++++ Exercise materials
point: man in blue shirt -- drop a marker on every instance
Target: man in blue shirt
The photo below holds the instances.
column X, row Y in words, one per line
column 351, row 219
++++++++
Your assignment. The expected result is every line above containing the string "shirt".

Solution to this problem.
point: man in blue shirt -- drop a marker on every instance
Target: man in blue shirt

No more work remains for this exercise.